§ **TASK PROMPT**
Exactly the lines from the opening of the records through the line containing "Target: lower lip" should be copied, with both included.

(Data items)

********************

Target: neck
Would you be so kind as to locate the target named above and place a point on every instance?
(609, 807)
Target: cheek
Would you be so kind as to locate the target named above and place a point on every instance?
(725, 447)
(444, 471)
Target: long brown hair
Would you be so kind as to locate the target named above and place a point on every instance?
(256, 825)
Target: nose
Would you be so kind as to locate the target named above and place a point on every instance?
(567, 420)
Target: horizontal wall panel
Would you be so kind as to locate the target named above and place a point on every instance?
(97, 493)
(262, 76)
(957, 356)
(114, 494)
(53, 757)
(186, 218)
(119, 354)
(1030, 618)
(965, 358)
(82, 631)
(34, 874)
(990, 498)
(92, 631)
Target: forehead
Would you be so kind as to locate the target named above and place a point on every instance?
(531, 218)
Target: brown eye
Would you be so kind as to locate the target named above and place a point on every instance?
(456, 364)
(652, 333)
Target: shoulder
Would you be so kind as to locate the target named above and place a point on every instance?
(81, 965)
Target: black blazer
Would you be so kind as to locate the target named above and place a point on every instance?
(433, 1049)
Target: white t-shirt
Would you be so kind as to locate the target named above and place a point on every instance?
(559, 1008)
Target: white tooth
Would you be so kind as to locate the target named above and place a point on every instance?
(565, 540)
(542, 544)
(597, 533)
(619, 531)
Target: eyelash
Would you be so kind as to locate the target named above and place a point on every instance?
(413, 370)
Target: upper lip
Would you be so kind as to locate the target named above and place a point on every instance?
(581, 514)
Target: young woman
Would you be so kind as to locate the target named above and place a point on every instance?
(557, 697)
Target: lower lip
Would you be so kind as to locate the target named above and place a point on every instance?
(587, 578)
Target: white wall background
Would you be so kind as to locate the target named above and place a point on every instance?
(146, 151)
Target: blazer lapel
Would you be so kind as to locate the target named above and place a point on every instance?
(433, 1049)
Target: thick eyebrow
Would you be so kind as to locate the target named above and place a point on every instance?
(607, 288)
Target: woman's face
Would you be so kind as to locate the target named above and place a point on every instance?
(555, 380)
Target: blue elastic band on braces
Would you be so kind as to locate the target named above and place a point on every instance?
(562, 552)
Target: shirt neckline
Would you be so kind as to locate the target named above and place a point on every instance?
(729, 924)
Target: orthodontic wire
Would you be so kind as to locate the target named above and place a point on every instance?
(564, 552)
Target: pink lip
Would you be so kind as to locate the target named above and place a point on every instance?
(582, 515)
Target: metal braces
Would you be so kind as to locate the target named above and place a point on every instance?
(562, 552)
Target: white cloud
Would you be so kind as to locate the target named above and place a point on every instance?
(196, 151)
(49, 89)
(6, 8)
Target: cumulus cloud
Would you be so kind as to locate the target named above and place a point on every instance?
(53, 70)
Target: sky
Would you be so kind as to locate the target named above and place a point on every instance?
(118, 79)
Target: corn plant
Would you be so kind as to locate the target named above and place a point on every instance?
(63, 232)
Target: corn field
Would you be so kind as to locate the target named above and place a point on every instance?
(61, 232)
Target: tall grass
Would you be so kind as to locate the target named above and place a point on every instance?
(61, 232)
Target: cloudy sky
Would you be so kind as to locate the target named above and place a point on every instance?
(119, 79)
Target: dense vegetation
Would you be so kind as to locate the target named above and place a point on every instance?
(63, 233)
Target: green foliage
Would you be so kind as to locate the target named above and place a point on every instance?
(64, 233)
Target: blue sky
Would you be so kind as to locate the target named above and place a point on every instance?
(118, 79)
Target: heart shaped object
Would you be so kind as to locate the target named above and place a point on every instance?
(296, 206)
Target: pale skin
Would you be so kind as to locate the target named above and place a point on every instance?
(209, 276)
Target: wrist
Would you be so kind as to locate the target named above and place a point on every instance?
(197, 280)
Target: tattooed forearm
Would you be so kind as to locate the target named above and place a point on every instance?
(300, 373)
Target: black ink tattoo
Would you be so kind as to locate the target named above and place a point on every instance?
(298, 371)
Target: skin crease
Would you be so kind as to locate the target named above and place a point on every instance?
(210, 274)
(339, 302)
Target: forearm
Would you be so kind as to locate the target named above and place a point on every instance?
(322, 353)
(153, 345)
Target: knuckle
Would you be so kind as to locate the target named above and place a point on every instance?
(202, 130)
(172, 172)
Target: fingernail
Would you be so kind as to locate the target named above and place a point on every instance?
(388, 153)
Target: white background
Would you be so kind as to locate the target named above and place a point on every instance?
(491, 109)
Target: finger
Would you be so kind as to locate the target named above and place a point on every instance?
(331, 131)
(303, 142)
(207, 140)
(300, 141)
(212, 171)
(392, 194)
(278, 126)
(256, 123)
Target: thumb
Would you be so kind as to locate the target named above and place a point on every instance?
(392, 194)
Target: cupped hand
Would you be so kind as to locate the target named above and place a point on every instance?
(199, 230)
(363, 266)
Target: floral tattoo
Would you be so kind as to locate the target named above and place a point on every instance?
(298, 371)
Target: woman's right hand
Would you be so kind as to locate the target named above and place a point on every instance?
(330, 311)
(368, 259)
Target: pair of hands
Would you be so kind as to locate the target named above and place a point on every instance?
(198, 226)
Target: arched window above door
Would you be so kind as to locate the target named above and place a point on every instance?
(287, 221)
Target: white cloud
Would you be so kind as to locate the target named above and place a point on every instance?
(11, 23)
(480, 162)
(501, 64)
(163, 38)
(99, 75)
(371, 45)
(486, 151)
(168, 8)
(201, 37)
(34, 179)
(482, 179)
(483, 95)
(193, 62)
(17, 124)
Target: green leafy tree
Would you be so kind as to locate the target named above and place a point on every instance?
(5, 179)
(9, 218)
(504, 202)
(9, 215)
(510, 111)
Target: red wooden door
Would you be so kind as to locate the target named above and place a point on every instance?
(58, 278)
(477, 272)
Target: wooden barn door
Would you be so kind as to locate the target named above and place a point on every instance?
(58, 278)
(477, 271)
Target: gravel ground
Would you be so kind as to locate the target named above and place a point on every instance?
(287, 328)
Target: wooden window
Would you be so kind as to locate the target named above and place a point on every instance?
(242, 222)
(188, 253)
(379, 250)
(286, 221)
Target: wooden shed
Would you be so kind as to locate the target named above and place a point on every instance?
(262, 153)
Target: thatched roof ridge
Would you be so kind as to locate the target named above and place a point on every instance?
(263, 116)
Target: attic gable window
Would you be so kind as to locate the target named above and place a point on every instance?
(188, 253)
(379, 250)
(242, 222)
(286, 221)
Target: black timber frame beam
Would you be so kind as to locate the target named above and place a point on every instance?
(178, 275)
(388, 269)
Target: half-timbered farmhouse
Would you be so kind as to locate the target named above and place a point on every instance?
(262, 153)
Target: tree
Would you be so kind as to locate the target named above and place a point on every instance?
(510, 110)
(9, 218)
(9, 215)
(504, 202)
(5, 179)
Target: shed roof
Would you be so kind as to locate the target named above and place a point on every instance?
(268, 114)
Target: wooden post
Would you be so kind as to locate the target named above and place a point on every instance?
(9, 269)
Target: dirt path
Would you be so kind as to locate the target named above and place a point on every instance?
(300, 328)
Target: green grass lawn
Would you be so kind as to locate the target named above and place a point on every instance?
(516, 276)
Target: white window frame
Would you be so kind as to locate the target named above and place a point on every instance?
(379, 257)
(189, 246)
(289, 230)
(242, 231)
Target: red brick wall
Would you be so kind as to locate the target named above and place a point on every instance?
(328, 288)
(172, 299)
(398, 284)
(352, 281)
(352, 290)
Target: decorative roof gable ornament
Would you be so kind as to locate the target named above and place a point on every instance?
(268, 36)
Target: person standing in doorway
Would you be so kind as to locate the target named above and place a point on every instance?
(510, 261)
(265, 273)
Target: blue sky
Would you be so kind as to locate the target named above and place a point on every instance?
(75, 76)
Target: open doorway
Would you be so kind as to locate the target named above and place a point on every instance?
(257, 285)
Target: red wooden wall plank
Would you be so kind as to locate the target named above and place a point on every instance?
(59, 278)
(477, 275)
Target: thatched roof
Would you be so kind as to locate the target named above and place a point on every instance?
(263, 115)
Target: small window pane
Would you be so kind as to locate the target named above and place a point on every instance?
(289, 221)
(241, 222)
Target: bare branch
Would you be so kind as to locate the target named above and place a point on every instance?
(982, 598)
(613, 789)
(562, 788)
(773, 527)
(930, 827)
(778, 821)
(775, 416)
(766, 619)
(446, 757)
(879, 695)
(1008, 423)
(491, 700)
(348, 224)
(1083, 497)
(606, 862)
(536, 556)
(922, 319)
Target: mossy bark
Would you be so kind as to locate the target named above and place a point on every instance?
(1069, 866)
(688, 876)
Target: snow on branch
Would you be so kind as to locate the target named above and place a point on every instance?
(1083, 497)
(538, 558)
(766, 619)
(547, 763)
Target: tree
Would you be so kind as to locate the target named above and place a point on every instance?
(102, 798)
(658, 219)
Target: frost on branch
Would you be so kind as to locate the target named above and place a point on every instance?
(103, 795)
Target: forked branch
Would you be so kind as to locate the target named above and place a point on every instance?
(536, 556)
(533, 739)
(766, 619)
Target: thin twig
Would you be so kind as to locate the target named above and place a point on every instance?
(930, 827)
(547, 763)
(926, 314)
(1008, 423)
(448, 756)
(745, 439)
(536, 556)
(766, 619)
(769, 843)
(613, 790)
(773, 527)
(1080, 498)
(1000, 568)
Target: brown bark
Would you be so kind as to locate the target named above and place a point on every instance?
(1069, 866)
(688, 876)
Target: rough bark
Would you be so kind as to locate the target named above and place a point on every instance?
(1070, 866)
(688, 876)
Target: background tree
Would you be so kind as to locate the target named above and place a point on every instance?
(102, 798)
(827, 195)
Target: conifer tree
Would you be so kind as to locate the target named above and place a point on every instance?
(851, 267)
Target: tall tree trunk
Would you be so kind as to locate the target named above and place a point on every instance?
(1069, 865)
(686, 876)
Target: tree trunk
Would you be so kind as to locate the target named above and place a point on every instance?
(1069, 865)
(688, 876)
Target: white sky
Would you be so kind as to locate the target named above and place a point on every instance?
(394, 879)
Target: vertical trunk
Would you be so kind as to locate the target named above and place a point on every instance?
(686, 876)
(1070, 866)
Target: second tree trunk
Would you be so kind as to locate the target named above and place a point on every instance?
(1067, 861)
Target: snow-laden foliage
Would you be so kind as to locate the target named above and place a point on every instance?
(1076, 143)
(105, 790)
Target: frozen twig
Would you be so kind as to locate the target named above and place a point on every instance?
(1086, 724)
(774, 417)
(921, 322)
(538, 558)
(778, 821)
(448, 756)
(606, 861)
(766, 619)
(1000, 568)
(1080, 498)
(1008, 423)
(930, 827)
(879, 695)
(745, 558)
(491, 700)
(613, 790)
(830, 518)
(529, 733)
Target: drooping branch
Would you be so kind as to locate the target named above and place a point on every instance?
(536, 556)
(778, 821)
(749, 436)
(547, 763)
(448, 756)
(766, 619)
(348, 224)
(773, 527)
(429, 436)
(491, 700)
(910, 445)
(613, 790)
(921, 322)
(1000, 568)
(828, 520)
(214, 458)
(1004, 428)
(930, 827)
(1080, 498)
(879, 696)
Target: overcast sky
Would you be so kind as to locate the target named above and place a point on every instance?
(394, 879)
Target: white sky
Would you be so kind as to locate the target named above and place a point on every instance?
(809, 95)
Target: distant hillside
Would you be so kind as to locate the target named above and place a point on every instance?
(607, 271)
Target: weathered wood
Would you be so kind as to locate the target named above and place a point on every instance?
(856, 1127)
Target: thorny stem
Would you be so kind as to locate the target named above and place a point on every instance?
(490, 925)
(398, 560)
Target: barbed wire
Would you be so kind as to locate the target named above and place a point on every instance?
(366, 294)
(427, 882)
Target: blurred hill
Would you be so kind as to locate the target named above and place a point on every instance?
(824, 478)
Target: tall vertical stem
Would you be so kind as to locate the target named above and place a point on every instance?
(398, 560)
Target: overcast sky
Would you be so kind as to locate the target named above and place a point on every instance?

********************

§ **RESULT OF THE TASK**
Target: neck
Would you be so kind as to locate the target named above and place a point on every instance?
(609, 807)
Target: cheek
Would you be so kind as to locate the target named above and place a point on every instance?
(725, 447)
(444, 471)
Target: long brown hair
Would you be so kind as to locate the target named above and place a point on every instance?
(256, 825)
Target: nose
Would you be so kind as to locate the target named above and place a point on every instance?
(567, 420)
Target: horizontal wall panel
Would you be so kind as to locate the target named above and place a point on every instance?
(97, 493)
(262, 76)
(957, 356)
(114, 494)
(53, 757)
(186, 218)
(119, 354)
(1030, 618)
(965, 358)
(82, 631)
(34, 874)
(990, 498)
(92, 631)
Target: forehead
Would you be so kind as to locate the target named above and place a point on every instance?
(531, 218)
Target: brown eye
Would you be so kind as to locate the target named above and place a point on every instance?
(456, 364)
(652, 333)
Target: shoulder
Would you be so kind as to locate the target named above and place a point on every instance?
(81, 965)
Target: black blazer
Would you be so kind as to locate the target named above and place a point on every instance?
(433, 1049)
Target: white t-shirt
Would you be so kind as to locate the target named above and place a point on every instance?
(559, 1008)
Target: white tooth
Would you be so kind as to locate the target named above and place a point on every instance?
(565, 540)
(542, 544)
(597, 533)
(619, 531)
Target: eyelash
Would you be so kind as to locate the target named above and place a point on every instance?
(413, 370)
Target: upper lip
Would you be so kind as to locate the target named above and place a point on every instance?
(581, 514)
Target: young woman
Would you be so kind as to locate the target named above and place a point on every instance?
(557, 697)
Target: lower lip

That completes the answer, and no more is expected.